Recommendation 3. Give greater priority to vaccinating entities who will administer vaccine in communities characterized by higher levels of social vulnerability.

DHS is in the process of enhancing its algorithm to consider geographic-level Social Vulnerability Index (SVI) data. This will allow DHS to give greater allocation priority to vaccinating entities in communities characterized by higher levels of social vulnerability.

Recommendation 4. Give greater priority to vaccinating entities who will vaccinate unaffiliated healthcare providers such as emergency medical responders.

When vaccinators request vaccine for the upcoming week, they provide a breakdown of how many of those vaccines will be for internal use and how many will be for outside entities such as unaffiliated healthcare providers. Entities vaccinating unaffiliated healthcare providers receive an increased allocation. Entities able to vaccinate unaffiliated phase 1a providers are strongly encouraged to do so and to coordinate messaging and outreach to unaffiliated providers in phase 1a with local health departments.

How has DHS allocated current supply?

DHS has been able to fill most providers’ weekly allocation requests. Health care entities have had primary responsibility for vaccination in the early phases, as they were most equipped to handle administration of initial vaccine shipments within logistical and clinical guidelines. As allocations from the federal government change and/or the number of eligible providers in Wisconsin increase, the allocation algorithm is updated accordingly.

Does SDMAC provide vaccinating entities guidance on prioritizing health care personnel during Phase 1A?

Yes, the SDMAC has identified 11 prioritization criteria, in no particular order, that vaccinating entities may include in their vaccination plans, and the recommendations also include demographic and health status information that may be taken into consideration.

What is the vaccine ordering and delivery process?

  1. The federal government informs DHS how much vaccine Wisconsin will be allocated on a week-by-week basis.

● **Data extracts**
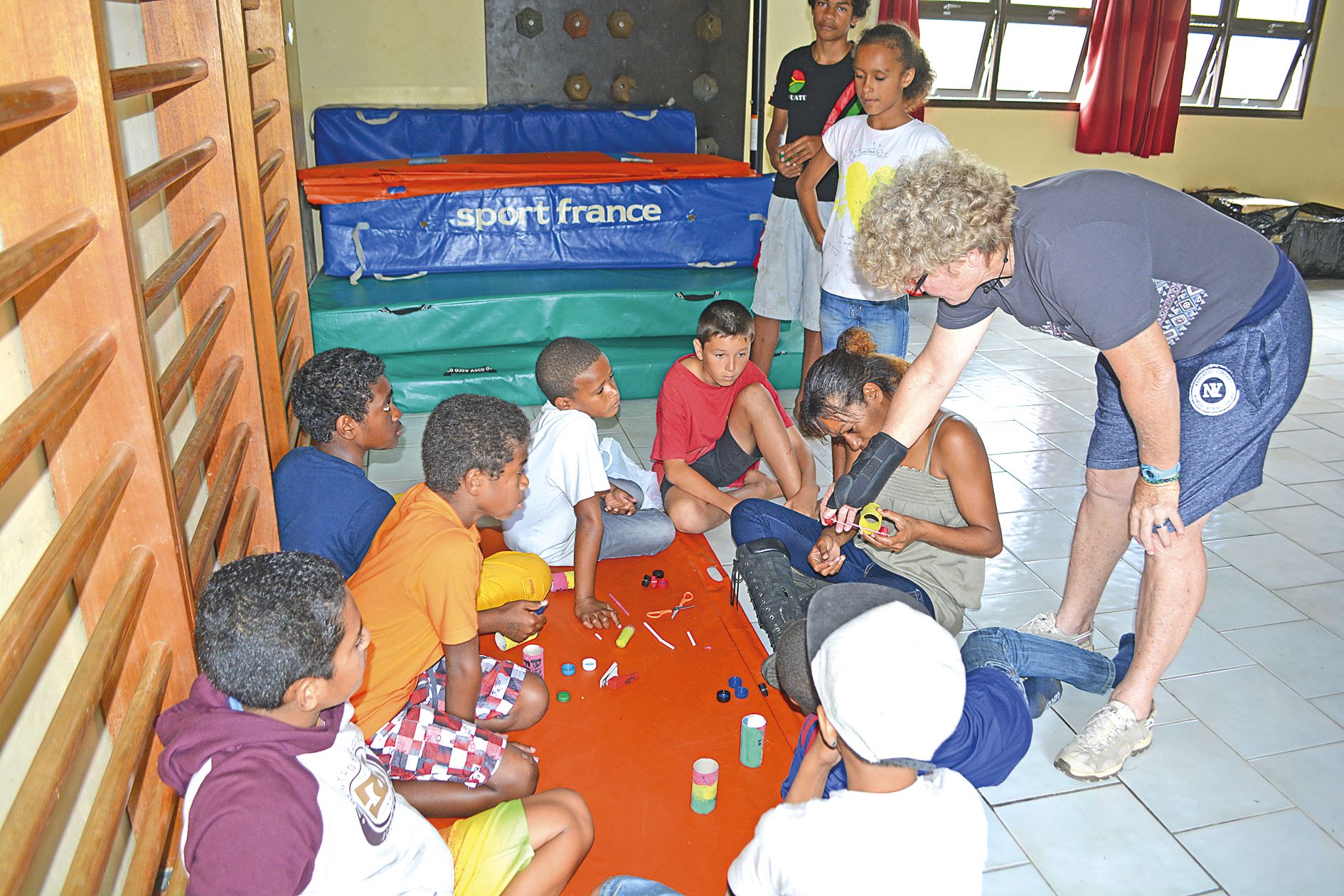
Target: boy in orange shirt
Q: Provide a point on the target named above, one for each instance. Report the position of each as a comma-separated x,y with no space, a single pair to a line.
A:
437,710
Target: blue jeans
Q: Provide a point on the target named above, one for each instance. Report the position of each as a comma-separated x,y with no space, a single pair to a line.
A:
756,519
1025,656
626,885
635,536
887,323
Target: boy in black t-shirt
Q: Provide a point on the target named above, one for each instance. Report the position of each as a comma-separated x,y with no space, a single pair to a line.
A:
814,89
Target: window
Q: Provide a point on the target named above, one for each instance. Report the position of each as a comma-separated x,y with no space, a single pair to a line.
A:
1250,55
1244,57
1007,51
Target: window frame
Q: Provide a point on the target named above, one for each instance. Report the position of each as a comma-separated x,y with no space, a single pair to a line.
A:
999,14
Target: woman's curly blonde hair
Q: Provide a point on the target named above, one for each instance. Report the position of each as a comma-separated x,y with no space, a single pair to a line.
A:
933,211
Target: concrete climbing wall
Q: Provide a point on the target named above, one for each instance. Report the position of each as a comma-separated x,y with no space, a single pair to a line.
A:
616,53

* * *

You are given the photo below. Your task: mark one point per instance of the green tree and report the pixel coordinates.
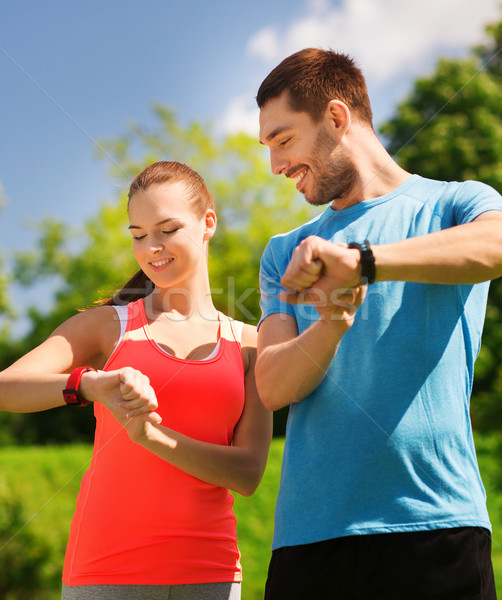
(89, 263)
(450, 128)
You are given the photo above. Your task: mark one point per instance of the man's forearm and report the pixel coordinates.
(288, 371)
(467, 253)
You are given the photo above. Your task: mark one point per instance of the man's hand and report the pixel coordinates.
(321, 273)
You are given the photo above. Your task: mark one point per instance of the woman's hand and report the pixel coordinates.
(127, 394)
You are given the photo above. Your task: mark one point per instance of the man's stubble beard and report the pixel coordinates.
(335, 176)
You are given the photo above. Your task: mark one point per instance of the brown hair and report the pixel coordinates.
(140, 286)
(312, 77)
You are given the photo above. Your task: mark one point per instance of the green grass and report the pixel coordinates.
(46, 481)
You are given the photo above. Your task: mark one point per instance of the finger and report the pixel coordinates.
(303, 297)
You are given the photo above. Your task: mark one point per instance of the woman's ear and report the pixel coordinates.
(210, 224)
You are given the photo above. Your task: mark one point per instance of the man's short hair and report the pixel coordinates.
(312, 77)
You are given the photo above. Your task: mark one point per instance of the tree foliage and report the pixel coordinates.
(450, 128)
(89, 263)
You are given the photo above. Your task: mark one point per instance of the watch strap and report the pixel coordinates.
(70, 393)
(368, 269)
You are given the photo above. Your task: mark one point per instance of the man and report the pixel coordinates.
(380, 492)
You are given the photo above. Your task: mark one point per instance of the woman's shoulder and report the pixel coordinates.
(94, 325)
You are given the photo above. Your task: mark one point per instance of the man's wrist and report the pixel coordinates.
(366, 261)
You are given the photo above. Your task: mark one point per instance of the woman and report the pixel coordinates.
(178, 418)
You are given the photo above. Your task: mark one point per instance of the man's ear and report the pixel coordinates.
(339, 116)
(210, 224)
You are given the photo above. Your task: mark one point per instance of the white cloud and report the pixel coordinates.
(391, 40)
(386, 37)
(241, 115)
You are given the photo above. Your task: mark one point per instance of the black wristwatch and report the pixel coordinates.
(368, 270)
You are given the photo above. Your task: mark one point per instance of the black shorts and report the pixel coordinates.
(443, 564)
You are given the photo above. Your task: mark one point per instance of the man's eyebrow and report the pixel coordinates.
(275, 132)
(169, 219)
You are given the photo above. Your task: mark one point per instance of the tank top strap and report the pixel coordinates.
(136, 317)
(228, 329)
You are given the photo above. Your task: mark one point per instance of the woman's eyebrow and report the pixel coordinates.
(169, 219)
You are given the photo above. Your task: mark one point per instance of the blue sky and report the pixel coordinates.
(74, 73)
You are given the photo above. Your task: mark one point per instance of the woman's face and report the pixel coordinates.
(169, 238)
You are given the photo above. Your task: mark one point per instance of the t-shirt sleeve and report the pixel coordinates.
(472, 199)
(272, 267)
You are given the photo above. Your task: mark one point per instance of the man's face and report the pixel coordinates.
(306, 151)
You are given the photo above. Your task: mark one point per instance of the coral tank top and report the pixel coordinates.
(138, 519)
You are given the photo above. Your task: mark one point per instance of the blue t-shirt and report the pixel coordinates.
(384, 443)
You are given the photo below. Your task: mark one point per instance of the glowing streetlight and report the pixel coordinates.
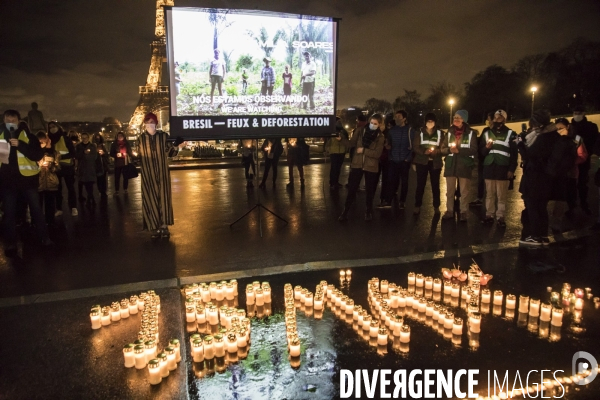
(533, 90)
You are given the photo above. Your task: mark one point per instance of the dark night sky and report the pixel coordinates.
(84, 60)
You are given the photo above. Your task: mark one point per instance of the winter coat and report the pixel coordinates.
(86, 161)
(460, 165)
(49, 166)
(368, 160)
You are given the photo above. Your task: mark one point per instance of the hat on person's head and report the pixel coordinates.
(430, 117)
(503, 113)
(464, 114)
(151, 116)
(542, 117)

● **Task instructions**
#1 Decide whether each statement agrees with the vaccine allocation FAQ, answering yes or no and quoting the words that decide it: (a) Entities that vaccinate unaffiliated healthcare providers get a larger allocation. (b) The SDMAC ranked its 11 prioritization criteria in order of importance. (c) Vaccinators request vaccine a month in advance.
#2 Please copy the stretch of the vaccine allocation FAQ from "Yes, the SDMAC" through "and delivery process?".
#3 According to the vaccine allocation FAQ, what data is DHS adding to its allocation algorithm?
The material above plays no part in this work.

● **Solutions by task**
#1
(a) Yes: "Entities vaccinating unaffiliated healthcare providers receive an increased allocation."
(b) No: "the SDMAC has identified 11 prioritization criteria, in no particular order"
(c) No: "When vaccinators request vaccine for the upcoming week"

#2
Yes, the SDMAC has identified 11 prioritization criteria, in no particular order, that vaccinating entities may include in their vaccination plans, and the recommendations also include demographic and health status information that may be taken into consideration.

What is the vaccine ordering and delivery process?

#3 Geographic-level Social Vulnerability Index (SVI) data.